Requirement
State how many lines in the listing below contain the string "house", counting only matches with the same capitalization. Reply with the number alone.
-------- Exercise materials
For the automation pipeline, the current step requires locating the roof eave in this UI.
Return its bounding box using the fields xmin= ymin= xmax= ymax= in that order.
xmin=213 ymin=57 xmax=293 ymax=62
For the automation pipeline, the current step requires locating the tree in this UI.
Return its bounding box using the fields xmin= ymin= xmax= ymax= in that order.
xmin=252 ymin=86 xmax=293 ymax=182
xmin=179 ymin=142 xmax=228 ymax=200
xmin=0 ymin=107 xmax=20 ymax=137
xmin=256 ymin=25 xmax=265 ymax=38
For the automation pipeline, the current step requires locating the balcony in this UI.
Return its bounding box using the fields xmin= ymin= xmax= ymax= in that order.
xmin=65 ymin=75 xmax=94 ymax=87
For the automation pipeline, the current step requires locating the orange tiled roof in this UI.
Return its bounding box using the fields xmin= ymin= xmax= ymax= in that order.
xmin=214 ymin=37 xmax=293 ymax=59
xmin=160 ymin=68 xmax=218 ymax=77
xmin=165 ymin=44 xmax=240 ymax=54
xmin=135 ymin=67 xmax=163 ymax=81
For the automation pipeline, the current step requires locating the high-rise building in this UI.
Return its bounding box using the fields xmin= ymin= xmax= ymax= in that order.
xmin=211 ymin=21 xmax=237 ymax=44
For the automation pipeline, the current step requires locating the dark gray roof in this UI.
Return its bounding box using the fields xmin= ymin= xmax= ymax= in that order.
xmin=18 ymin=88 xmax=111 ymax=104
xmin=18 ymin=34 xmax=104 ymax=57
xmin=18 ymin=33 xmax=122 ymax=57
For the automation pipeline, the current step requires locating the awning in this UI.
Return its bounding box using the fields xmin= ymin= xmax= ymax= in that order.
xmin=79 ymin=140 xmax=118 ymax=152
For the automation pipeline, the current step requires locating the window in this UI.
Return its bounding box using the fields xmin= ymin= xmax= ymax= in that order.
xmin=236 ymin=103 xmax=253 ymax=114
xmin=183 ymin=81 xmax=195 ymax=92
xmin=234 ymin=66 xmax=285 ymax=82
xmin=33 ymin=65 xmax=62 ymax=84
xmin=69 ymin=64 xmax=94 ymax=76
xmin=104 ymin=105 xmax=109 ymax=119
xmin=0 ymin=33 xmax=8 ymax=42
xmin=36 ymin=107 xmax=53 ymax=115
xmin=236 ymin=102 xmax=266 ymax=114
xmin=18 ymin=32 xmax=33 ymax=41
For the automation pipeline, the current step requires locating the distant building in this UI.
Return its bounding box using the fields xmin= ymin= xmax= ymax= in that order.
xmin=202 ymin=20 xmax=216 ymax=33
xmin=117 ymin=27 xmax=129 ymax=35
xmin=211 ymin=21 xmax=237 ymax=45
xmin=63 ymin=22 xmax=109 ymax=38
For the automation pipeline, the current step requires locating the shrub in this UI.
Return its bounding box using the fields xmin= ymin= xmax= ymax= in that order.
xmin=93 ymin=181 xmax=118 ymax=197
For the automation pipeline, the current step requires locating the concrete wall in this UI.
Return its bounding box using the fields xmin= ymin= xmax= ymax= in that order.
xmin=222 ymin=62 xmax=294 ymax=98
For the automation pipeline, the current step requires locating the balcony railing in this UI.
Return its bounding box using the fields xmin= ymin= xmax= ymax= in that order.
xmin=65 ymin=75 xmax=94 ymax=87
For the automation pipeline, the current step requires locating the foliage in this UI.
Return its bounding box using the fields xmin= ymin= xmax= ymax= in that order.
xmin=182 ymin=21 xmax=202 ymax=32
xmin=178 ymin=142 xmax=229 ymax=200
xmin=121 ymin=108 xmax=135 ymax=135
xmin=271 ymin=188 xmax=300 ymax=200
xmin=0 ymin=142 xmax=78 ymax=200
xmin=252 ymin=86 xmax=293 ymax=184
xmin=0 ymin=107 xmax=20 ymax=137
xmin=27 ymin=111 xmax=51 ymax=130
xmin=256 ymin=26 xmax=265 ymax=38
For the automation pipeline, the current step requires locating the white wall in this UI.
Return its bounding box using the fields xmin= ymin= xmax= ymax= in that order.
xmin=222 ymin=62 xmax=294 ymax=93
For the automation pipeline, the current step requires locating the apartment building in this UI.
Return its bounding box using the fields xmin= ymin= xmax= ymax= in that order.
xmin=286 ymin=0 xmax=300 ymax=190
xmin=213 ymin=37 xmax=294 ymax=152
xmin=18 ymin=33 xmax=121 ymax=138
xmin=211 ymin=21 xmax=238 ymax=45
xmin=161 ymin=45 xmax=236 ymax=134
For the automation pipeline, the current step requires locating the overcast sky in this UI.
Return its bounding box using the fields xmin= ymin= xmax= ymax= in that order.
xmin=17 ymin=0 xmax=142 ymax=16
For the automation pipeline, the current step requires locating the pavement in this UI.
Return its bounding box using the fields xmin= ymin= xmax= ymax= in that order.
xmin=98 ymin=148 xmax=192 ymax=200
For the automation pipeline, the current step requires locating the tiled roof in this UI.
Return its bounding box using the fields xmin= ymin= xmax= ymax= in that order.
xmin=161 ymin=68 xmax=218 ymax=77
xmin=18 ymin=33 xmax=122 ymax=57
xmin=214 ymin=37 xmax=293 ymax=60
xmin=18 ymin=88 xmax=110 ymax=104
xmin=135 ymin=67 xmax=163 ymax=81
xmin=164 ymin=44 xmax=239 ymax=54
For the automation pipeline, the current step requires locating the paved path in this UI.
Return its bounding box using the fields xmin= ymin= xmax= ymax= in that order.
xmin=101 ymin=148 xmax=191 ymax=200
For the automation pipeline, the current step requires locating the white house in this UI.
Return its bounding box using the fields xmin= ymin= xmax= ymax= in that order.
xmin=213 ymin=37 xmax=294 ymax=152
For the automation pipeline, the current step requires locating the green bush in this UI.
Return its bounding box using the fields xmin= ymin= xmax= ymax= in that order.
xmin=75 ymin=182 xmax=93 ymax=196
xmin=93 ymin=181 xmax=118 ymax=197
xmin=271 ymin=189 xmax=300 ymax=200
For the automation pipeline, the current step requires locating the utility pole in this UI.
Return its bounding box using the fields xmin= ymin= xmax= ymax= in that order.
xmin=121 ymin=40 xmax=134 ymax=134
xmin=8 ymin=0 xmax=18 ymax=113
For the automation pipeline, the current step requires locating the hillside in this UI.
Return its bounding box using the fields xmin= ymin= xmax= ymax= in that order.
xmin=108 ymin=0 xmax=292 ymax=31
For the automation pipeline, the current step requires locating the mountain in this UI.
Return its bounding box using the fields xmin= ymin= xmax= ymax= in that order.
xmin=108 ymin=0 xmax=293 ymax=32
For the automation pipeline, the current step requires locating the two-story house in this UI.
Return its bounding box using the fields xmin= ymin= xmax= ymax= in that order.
----------------
Written answer
2